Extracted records
START

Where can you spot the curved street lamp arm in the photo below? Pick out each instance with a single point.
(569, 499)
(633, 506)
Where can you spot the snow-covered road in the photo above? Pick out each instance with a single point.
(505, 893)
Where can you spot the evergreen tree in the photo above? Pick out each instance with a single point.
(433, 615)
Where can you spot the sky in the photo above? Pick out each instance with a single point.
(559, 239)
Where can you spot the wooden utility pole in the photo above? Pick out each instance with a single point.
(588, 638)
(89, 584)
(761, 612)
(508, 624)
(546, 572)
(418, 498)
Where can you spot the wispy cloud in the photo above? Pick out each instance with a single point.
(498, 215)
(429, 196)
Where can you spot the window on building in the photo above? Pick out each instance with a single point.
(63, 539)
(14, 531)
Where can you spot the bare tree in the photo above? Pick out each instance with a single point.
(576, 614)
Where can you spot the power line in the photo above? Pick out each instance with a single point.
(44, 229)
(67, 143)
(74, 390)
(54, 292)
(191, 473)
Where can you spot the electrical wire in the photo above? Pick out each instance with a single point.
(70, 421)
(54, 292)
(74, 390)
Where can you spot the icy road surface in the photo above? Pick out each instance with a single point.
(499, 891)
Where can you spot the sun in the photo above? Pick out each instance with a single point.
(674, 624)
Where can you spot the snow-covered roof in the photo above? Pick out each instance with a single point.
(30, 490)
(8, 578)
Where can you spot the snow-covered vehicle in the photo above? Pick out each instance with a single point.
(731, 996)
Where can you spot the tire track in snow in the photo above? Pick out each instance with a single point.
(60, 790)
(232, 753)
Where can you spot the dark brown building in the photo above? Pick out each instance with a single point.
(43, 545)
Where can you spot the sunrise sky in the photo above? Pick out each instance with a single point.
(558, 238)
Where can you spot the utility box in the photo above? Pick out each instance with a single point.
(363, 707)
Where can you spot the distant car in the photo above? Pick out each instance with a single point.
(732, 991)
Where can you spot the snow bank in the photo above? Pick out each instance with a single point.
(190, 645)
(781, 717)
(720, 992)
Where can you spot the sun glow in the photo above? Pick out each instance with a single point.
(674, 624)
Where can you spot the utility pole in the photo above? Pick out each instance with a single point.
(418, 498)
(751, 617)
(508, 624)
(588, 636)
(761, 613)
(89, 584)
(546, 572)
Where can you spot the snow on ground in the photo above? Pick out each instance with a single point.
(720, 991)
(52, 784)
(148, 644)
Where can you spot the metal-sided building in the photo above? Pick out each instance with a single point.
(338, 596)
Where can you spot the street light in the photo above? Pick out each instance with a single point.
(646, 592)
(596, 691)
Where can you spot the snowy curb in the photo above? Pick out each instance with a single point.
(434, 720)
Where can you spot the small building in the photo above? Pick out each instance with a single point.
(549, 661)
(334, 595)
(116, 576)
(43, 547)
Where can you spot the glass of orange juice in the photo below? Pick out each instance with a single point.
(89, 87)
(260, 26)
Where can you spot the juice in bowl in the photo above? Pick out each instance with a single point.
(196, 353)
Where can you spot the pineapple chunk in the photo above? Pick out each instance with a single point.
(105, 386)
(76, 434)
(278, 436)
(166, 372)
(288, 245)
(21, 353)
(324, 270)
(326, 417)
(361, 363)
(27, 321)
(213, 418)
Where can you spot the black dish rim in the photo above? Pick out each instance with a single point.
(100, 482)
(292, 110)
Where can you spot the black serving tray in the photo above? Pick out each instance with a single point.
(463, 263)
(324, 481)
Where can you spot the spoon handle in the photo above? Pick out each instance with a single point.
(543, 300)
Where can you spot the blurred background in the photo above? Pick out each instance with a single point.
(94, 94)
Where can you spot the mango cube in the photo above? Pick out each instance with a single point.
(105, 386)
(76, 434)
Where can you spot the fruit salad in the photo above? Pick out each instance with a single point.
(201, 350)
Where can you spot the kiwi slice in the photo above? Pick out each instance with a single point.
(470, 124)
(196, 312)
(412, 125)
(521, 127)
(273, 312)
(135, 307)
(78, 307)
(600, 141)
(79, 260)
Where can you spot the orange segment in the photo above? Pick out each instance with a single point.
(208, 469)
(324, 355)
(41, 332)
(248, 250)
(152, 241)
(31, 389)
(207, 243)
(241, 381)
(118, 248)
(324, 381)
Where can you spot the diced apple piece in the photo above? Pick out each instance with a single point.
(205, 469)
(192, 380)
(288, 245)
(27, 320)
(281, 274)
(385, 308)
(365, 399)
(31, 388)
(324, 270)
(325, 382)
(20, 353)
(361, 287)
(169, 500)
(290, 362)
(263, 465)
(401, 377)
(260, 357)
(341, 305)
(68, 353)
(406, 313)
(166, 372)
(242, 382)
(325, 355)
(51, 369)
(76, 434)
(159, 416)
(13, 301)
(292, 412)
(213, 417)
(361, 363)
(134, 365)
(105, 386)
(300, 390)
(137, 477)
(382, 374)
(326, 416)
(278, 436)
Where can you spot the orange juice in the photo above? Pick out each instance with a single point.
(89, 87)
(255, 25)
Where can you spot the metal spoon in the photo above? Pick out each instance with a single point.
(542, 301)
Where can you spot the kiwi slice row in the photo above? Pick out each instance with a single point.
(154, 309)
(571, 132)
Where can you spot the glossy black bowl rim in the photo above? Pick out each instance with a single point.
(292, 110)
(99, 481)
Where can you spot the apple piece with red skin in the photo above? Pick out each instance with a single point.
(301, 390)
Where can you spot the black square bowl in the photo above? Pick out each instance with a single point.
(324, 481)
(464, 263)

END

Return the full listing, character for character.

Where can you spot the curved street lamp arm in the photo below? Pick out each instance with a single point.
(569, 499)
(633, 506)
Where can you spot the snow-covered road in the photo above? Pick out each instance with a single point.
(505, 893)
Where can you spot the evergreen tree in the photo above? Pick out each instance with a single point.
(433, 615)
Where can you spot the sky in the photo above? Pick out each instance with a single point.
(559, 239)
Where can you spot the wooden utility pole in the photo above? Pick out each instance with a single point.
(588, 638)
(89, 584)
(761, 612)
(508, 624)
(546, 572)
(418, 498)
Where can you spot the wispy cloud in the photo above? Pick out each instance with a single point.
(498, 215)
(429, 196)
Where can you spot the window on building in the photo above? Pick out each instance with a single point.
(63, 539)
(14, 531)
Where can you spot the bare tree in the photo above? Pick out each instance with a single point.
(576, 614)
Where can you spot the power line in the photo above? Pick out each instance with a single point.
(44, 229)
(67, 143)
(74, 390)
(54, 292)
(191, 473)
Where can you spot the electrical wire in the photo above? Pick out each instance with a single point.
(70, 421)
(54, 292)
(74, 390)
Where can you spot the icy road surface in the photo above? Pick out each instance with a single point.
(499, 891)
Where can you spot the sun in the photo above? Pick out each instance with a single point.
(674, 624)
Where can you spot the snow-covered roof in the photo above? Pick out each instance with a single point.
(30, 490)
(8, 578)
Where can you spot the snow-covered vehicle in the photo above? Pick out each instance with a single point.
(731, 996)
Where can you spot the tire track in snow in the photo above? Pick out each instance with a single point.
(60, 790)
(232, 753)
Where can you spot the dark brown building in the photo above? Pick out each instance with a single point.
(43, 545)
Where can you spot the sunrise sky in the photo above? Pick out each instance with a single point.
(558, 238)
Where can you spot the utility box in the photo above? Pick out each instance with a single point.
(363, 707)
Where can you spot the distant car in the photo above? Pick out each instance with a single point.
(732, 991)
Where can you spot the snow bank in the photo above? Pick out each instance with a single point.
(190, 645)
(781, 717)
(720, 992)
Where can you spot the sun glow in the photo above? Pick out each instance with a single point.
(674, 624)
Where can you spot the utility pole in the photo above? Pick out each instance with a single point.
(418, 498)
(751, 617)
(508, 624)
(588, 636)
(761, 613)
(89, 584)
(546, 572)
Where can you spot the snow on ground in the photo above? Pick out each instance with a single point.
(720, 991)
(52, 784)
(148, 644)
Where can you spot the metal-sided building in the photo above? Pick out each instance with a single point.
(338, 596)
Where can you spot the street light in the photo above? Pick out each instance with a single point.
(646, 592)
(596, 691)
Where can you spot the snowy curb in the photo above? Pick out each instance with a single point.
(434, 720)
Where can you spot the small building in the photo above? Pick out each instance with a single point.
(549, 661)
(334, 595)
(116, 576)
(43, 547)
Where can you spot the glass of orange juice in the photo below? Pick out each instance with a single point.
(89, 87)
(260, 26)
Where can you spot the juice in bowl in the photo above? Pick out each instance with a single point.
(196, 353)
Where can you spot the pineapple chunk in the photo above? Pick out each instance with a single point.
(105, 386)
(76, 434)
(278, 436)
(166, 372)
(288, 245)
(21, 353)
(324, 270)
(326, 417)
(361, 363)
(27, 321)
(213, 418)
Where can you spot the black dish rim in the photo above? Pick out each instance with a single point.
(100, 482)
(292, 110)
Where can you spot the black serving tray in the photo above? Pick out each instance with a single point.
(463, 263)
(324, 481)
Where can you spot the spoon handle in the photo above? Pick out each instance with a single point.
(543, 300)
Where can you spot the blurred background in the photo above? Pick out each instance with a single point.
(94, 94)
Where can you spot the mango cube in the photo above? Pick out each instance with a single point.
(105, 386)
(76, 434)
Where can you spot the fruit salad in the photo above? Pick out each instance with a single point.
(201, 350)
Where can you spot the kiwi slice in the photo above? Pick out each instance with a single point.
(470, 124)
(196, 312)
(412, 125)
(521, 127)
(273, 312)
(135, 307)
(78, 307)
(600, 141)
(79, 260)
Where can you spot the orange segment in the photo above? Pick out each instance with a single point.
(208, 469)
(324, 355)
(41, 332)
(248, 250)
(152, 241)
(31, 389)
(207, 243)
(241, 381)
(118, 248)
(324, 381)
Where can you spot the diced apple piece in the photo above? Pick out each instance with a single point.
(205, 469)
(192, 380)
(288, 245)
(27, 320)
(281, 274)
(385, 308)
(365, 399)
(31, 388)
(324, 270)
(325, 382)
(20, 353)
(361, 287)
(169, 500)
(290, 362)
(263, 465)
(401, 377)
(260, 357)
(341, 305)
(68, 353)
(406, 313)
(166, 372)
(242, 382)
(325, 355)
(51, 369)
(76, 434)
(159, 416)
(13, 301)
(292, 412)
(213, 417)
(361, 363)
(134, 365)
(105, 386)
(300, 390)
(137, 477)
(382, 374)
(326, 416)
(278, 436)
Where can you spot the orange juice in the photo above? Pick out each instance with a single point.
(89, 87)
(255, 25)
Where can you spot the metal spoon in the photo above? Pick out each instance with a single point.
(542, 301)
Where can you spot the kiwi slice row in the photo above? Pick out each instance with a single point.
(154, 309)
(571, 132)
Where can you spot the glossy black bowl rim in the photo above? Pick out each instance with a single point.
(292, 110)
(99, 481)
Where can you spot the apple piece with red skin in the photo above? Pick out each instance with a single point.
(301, 390)
Where can you spot the black square bowl in the photo above? Pick out each instance with a single point.
(324, 481)
(464, 263)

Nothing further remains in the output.